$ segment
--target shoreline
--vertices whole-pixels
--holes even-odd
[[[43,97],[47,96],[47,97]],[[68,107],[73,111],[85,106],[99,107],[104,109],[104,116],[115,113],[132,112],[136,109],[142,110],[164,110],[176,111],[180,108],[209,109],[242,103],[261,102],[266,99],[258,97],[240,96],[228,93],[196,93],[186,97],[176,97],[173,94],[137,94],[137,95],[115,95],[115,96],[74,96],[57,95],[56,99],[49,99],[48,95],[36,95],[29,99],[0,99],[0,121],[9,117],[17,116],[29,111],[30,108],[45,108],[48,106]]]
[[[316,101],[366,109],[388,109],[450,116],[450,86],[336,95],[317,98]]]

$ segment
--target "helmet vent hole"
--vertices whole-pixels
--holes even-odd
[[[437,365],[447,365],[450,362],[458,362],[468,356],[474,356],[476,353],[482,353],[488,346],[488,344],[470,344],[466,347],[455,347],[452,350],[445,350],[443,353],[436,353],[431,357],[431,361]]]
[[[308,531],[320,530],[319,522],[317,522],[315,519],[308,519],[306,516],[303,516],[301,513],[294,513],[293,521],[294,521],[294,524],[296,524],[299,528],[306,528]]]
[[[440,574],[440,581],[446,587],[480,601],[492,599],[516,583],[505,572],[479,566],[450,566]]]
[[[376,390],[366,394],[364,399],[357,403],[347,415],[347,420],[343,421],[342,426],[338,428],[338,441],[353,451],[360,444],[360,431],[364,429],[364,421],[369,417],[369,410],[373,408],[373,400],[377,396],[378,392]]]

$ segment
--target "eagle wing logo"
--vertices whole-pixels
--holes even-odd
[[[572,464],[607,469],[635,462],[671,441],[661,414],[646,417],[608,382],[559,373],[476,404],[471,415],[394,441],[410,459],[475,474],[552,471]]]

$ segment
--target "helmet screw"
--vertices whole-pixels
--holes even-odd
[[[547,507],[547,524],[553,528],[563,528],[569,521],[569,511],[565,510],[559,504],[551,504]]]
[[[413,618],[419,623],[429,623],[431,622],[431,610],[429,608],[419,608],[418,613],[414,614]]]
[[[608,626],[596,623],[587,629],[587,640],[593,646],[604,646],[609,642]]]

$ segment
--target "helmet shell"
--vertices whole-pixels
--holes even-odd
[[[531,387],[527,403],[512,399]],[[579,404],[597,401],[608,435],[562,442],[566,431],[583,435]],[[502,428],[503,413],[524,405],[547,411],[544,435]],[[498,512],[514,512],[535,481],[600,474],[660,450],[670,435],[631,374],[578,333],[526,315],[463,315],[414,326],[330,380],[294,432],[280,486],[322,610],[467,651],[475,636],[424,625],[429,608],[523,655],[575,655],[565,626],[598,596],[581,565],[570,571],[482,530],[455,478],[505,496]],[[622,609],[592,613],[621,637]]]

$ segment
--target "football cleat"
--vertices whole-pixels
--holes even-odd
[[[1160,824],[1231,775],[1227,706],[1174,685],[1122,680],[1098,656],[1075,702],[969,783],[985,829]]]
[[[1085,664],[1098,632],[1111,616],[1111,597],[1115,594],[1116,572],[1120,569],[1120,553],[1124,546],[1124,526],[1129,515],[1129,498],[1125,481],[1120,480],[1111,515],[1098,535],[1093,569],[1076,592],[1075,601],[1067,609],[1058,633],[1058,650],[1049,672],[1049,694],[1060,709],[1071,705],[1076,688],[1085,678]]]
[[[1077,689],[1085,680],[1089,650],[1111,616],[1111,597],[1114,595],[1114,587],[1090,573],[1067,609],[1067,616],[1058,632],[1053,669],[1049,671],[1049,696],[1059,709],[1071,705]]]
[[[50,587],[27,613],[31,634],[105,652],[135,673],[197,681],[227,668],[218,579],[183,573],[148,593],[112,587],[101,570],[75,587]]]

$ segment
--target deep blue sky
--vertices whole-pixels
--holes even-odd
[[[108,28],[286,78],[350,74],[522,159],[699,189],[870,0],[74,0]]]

------------------------------------------------------------

• [THE TASK]: Leaving each word as it is, reproduce all the material.

• [TASK RESPONSE]:
$ segment
--target shoreline
--vertices whole-pixels
--holes even-odd
[[[43,97],[47,96],[47,97]],[[68,107],[73,111],[85,106],[99,107],[104,109],[104,116],[115,113],[132,112],[136,109],[142,110],[164,110],[176,111],[180,108],[209,109],[242,103],[261,102],[266,99],[258,97],[240,96],[228,93],[196,93],[186,97],[176,97],[173,94],[137,94],[137,95],[115,95],[115,96],[74,96],[57,95],[56,99],[49,99],[48,95],[36,95],[29,99],[0,99],[0,121],[9,117],[17,116],[29,111],[30,108],[45,108],[48,106]]]
[[[316,101],[366,109],[388,109],[450,116],[450,86],[336,95],[317,98]]]

$ segment
--target "helmet vent hole"
--vertices whole-pixels
--holes even-odd
[[[437,365],[447,365],[450,362],[458,362],[468,356],[474,356],[476,353],[482,353],[488,346],[488,344],[470,344],[466,347],[455,347],[452,350],[445,350],[443,353],[436,353],[431,357],[431,361]]]
[[[308,531],[320,530],[319,522],[317,522],[315,519],[308,519],[306,516],[303,516],[301,513],[294,513],[293,521],[294,521],[294,524],[296,524],[299,528],[306,528]]]
[[[440,574],[440,581],[446,587],[480,601],[492,599],[516,583],[505,572],[479,566],[450,566]]]
[[[376,390],[366,394],[364,399],[357,403],[347,415],[347,420],[343,421],[342,426],[338,428],[338,441],[353,451],[360,444],[360,431],[364,429],[364,421],[369,417],[369,410],[373,408],[373,400],[377,396],[378,392]]]

$ segment
--target "eagle wing logo"
--vertices whole-pixels
--holes even-odd
[[[572,464],[607,469],[635,462],[671,441],[661,414],[646,417],[608,382],[559,373],[476,404],[471,415],[394,441],[410,459],[475,474],[552,471]]]

$ segment
--target "helmet screw"
--vertices whole-pixels
--holes even-odd
[[[547,507],[547,524],[553,528],[563,528],[569,521],[569,511],[565,510],[559,504],[551,504]]]
[[[413,618],[419,623],[429,623],[431,622],[431,610],[429,608],[419,608],[418,613],[414,614]]]
[[[608,626],[596,623],[587,629],[587,640],[593,646],[604,646],[609,642]]]

$ segment
--target "helmet shell"
--vertices whole-pixels
--holes even-odd
[[[531,387],[527,403],[512,399]],[[579,404],[597,401],[608,435],[562,442],[566,431],[583,435]],[[502,428],[503,413],[524,405],[547,411],[544,435]],[[498,512],[514,512],[535,481],[600,474],[660,450],[670,435],[631,374],[578,333],[526,315],[463,315],[414,326],[330,380],[294,432],[280,486],[322,610],[467,651],[475,636],[424,625],[429,608],[523,655],[575,655],[565,626],[598,596],[581,565],[570,571],[482,530],[455,478],[505,496]],[[622,609],[592,613],[621,637]]]

$ segment
--target "football cleat"
--vertices whole-pixels
--holes even-odd
[[[1160,824],[1231,775],[1227,706],[1174,685],[1122,680],[1098,656],[1075,702],[969,783],[985,829]]]
[[[1085,664],[1098,632],[1111,616],[1111,597],[1115,594],[1116,572],[1120,569],[1120,553],[1124,546],[1124,526],[1129,515],[1129,498],[1125,481],[1120,480],[1111,515],[1098,535],[1093,569],[1076,592],[1075,601],[1067,609],[1058,633],[1058,650],[1049,672],[1049,694],[1060,709],[1071,705],[1076,688],[1085,678]]]
[[[1077,689],[1085,680],[1089,650],[1111,616],[1111,597],[1114,595],[1114,587],[1090,573],[1067,609],[1067,616],[1058,632],[1053,669],[1049,671],[1049,696],[1059,709],[1071,705]]]
[[[50,587],[27,613],[31,634],[105,652],[135,673],[197,681],[227,668],[218,579],[183,573],[148,593],[112,587],[101,570],[75,587]]]

$ segment
--target deep blue sky
--vertices whole-pixels
--holes even-odd
[[[108,28],[286,78],[350,74],[522,159],[699,189],[870,0],[74,0]]]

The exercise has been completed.